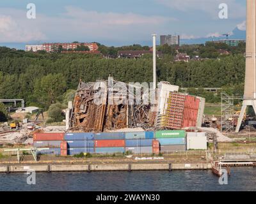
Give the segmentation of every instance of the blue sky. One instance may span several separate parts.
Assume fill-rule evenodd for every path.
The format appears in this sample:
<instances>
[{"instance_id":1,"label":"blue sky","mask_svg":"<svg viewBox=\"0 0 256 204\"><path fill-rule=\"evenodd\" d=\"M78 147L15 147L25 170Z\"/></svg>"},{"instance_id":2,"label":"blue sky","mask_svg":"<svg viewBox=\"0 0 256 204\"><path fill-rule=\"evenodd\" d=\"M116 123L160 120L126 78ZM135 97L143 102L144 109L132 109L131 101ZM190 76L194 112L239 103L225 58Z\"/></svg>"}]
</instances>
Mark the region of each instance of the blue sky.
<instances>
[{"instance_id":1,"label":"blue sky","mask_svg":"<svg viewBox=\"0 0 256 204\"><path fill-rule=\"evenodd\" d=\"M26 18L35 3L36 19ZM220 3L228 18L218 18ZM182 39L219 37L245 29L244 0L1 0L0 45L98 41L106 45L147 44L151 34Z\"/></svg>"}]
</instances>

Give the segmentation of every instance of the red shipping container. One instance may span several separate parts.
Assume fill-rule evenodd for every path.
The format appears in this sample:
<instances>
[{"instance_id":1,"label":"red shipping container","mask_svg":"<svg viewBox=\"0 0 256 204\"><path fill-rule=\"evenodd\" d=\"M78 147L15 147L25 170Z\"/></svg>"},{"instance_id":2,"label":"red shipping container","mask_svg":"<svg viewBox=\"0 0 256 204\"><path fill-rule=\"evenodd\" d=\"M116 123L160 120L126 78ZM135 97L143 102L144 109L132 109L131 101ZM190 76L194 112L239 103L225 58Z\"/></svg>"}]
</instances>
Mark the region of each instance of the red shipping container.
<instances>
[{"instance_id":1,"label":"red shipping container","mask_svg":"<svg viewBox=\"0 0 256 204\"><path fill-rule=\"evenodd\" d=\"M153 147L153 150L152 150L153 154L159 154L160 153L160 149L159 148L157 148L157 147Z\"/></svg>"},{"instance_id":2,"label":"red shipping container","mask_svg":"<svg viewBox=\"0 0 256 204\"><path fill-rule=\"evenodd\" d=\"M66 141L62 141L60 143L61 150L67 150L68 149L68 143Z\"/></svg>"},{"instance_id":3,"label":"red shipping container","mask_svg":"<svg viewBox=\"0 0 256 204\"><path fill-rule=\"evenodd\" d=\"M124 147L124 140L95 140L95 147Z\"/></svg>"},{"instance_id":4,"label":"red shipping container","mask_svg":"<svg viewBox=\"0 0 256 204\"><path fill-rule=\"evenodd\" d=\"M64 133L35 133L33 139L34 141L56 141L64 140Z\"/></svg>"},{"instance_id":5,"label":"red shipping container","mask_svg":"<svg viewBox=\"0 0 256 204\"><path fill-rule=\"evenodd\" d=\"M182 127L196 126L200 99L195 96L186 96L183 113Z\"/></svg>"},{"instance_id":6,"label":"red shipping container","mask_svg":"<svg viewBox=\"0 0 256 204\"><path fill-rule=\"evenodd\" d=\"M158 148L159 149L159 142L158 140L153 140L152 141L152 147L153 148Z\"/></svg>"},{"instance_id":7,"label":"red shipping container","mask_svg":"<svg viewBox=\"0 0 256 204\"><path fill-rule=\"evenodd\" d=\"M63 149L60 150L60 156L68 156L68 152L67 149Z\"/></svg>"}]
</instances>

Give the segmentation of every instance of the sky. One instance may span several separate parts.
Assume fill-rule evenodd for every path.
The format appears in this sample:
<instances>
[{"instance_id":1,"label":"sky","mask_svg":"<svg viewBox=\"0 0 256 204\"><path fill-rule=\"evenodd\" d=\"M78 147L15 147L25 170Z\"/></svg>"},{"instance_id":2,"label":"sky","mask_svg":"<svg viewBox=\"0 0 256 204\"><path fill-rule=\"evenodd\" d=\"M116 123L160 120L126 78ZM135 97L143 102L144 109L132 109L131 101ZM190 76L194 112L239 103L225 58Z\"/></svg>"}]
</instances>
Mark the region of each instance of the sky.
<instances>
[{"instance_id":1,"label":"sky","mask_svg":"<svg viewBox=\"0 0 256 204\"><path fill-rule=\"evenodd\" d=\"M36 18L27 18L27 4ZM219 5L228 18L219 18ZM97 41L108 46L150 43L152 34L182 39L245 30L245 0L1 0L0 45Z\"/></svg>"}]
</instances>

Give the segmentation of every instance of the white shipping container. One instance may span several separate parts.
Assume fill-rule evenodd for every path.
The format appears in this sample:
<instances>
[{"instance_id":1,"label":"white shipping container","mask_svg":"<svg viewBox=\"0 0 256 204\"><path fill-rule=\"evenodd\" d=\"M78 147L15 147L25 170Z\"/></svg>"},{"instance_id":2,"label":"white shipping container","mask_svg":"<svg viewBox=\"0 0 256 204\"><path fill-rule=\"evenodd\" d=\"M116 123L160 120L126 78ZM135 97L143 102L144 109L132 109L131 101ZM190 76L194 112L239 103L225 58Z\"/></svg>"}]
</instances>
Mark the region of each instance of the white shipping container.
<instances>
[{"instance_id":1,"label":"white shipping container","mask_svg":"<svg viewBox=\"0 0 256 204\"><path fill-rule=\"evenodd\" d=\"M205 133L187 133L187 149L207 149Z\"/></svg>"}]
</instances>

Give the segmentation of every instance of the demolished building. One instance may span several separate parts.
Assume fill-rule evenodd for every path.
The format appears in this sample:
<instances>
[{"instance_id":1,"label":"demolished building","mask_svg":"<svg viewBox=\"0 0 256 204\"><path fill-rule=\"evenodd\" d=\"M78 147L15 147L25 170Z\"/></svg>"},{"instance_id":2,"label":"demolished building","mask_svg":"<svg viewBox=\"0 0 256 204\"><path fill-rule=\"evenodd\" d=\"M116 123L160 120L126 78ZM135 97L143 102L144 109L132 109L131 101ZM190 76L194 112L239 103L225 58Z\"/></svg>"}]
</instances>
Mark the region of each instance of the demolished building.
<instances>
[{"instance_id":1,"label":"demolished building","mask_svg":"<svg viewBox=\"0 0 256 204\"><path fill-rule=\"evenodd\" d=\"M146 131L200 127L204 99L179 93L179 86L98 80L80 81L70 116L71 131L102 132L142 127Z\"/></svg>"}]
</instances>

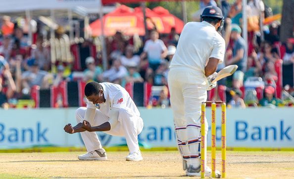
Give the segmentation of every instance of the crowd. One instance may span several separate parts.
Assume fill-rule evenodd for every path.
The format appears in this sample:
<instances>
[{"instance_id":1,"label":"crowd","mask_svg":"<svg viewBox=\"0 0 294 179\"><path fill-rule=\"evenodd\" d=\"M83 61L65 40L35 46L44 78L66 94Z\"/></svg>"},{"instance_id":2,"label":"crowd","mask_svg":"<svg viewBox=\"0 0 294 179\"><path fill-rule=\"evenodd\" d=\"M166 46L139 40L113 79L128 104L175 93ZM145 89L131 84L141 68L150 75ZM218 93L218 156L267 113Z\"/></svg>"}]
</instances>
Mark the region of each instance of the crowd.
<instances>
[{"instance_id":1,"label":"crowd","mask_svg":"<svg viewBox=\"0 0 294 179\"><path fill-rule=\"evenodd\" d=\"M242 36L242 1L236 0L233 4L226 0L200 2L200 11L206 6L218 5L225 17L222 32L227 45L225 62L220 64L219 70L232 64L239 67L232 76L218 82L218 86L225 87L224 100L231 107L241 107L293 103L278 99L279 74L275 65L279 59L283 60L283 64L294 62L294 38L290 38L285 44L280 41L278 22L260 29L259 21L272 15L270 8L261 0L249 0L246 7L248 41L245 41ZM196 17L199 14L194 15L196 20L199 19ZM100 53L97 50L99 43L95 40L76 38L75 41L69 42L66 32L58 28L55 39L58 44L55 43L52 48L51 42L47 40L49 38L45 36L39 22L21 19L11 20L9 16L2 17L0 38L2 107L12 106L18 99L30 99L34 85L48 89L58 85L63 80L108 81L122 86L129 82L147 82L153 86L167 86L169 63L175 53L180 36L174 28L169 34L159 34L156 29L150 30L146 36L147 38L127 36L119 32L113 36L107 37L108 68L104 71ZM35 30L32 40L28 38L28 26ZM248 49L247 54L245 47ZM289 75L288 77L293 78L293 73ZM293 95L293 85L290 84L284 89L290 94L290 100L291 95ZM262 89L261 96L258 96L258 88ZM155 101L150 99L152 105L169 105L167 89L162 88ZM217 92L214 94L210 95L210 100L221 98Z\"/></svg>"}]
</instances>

====

> _STATED GOAL_: Extract each line of the rows above that contains the string "region". Case counts.

> _TASK RESPONSE_:
Mark the region of each instance of the blue sky.
Mark the region of each instance of the red shipping container.
Mark the region of each instance of the sky.
Mark the region of each instance of the white shipping container.
Mark the region of each instance of the demolished building.
Mark the region of each instance of the crowd.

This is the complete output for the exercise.